§ **Set exercise 1**
Copy the passage of the tale about the two Wanderers between "This is a tale" and "sake of collection.", inclusive, word for word.

§ **Excerpt**
• • • • •
This is a tale about two Wanderers who traveled throughout the world for business and pleasure and collected many items which they liked but not necessarily for the sake of collection.

The tale started when he moved with his family from Marseille, France to Geneva after the war and then on to Montréal, Canada and New Jersey, USA. After university and two years with Uncle Sam, he once met her on a NWA flight from Seattle to Tokyo on which she was a flight attendant.

The romance was stretched over Japan, Hong Kong, the Swiss ski slopes, New York, San Francisco, Seattle and long weekends in Porto Rico and Iceland with interludes of short lunches in Paris when the round trip could be made in a weekend. There were also working trips with he, in first class drinking champagne and she providing the onboard service.

All this culminated with a ceremony at the Stockton City Hall, California.

Then he went back to New York and she to Seattle. However, a few months later, they were asked to move to Hong Kong which was to be followed in the next 50 years with moves to Tokyo, Kyoto, Singapore, Manila, Paris, Montreux, Monaco, Shanghai and Los Angeles.

Repulse Bay Hotel

In 1969, Hong Kong was still a British colony with half the population that it has now. Antique pieces were still to be found at ladder Street and many small shops in the Central district. Much came from China and Ming pieces, and Celadon were found relatively low prices – we should have bought more!!
• • • • •
§ **Dataset entries**

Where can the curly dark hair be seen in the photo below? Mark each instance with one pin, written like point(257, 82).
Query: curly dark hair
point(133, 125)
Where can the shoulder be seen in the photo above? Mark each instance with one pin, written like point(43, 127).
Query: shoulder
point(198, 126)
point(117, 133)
• • • • •
§ **Set exercise 2**
Repeat, word for word, the rows between the line holding "Where can the shoulder" and the final row, inclusive.

§ **Exercise output 1**
This is a tale about two Wanderers who traveled throughout the world for business and pleasure and collected many items which they liked but not necessarily for the sake of collection.

§ **Exercise output 2**
Where can the shoulder be seen in the photo above? Mark each instance with one pin, written like point(43, 127).
Query: shoulder
point(198, 126)
point(117, 133)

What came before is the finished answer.